**Work to complete**:
The goal is to restate all of the records below word for word.

= = = = =

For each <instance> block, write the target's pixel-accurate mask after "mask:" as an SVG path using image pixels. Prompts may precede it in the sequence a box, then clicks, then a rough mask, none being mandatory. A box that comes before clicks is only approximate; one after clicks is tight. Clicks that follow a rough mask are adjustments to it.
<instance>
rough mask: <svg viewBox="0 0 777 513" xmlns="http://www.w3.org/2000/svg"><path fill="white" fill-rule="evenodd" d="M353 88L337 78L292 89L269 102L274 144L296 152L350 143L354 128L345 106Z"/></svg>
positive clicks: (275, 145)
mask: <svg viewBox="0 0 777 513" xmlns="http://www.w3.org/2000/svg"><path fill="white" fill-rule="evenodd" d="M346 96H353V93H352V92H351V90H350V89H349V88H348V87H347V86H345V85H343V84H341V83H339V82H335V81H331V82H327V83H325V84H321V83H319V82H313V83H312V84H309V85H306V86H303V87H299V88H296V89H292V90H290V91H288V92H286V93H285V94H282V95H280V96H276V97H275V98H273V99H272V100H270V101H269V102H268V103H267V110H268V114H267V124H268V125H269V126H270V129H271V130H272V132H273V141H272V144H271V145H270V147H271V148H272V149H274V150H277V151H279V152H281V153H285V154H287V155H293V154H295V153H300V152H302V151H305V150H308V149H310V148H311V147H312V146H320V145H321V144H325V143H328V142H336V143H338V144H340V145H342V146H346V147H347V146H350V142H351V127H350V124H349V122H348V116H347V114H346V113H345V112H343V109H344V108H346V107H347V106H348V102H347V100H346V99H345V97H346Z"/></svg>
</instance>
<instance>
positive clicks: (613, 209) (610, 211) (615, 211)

= = = = =

**Task solution**:
For each <instance> block, write the target's pixel-accurate mask after "mask:" as an SVG path using image pixels. Prompts may precede it in the sequence a box, then clicks, then a rough mask, none being mandatory. A box that comes before clicks is only approximate; one after clicks is tight. Clicks that follow a rough mask are adjustments to it.
<instance>
rough mask: <svg viewBox="0 0 777 513" xmlns="http://www.w3.org/2000/svg"><path fill="white" fill-rule="evenodd" d="M353 88L337 78L292 89L269 102L274 144L296 152L350 143L354 128L345 106Z"/></svg>
positive clicks: (275, 145)
mask: <svg viewBox="0 0 777 513" xmlns="http://www.w3.org/2000/svg"><path fill="white" fill-rule="evenodd" d="M346 96H353V93H352V92H351V90H350V89H349V88H348V87H347V86H345V85H343V84H341V83H339V82H335V81H331V82H327V83H325V84H321V83H319V82H313V83H312V84H309V85H306V86H303V87H299V88H296V89H292V90H290V91H288V92H286V93H285V94H282V95H280V96H276V97H275V98H273V99H272V100H270V101H269V102H268V103H267V110H268V114H267V124H268V125H269V126H270V129H271V130H272V132H273V141H272V144H271V145H270V147H271V148H272V149H274V150H277V151H279V152H281V153H285V154H287V155H293V154H295V153H300V152H302V151H305V150H308V149H310V148H311V147H312V146H320V145H321V144H325V143H328V142H336V143H338V144H340V145H342V146H346V147H347V146H350V142H351V127H350V124H349V122H348V116H347V114H346V113H345V112H343V109H344V108H346V107H347V106H348V102H347V100H346V99H345V97H346Z"/></svg>
</instance>
<instance>
positive clicks: (613, 209) (610, 211) (615, 211)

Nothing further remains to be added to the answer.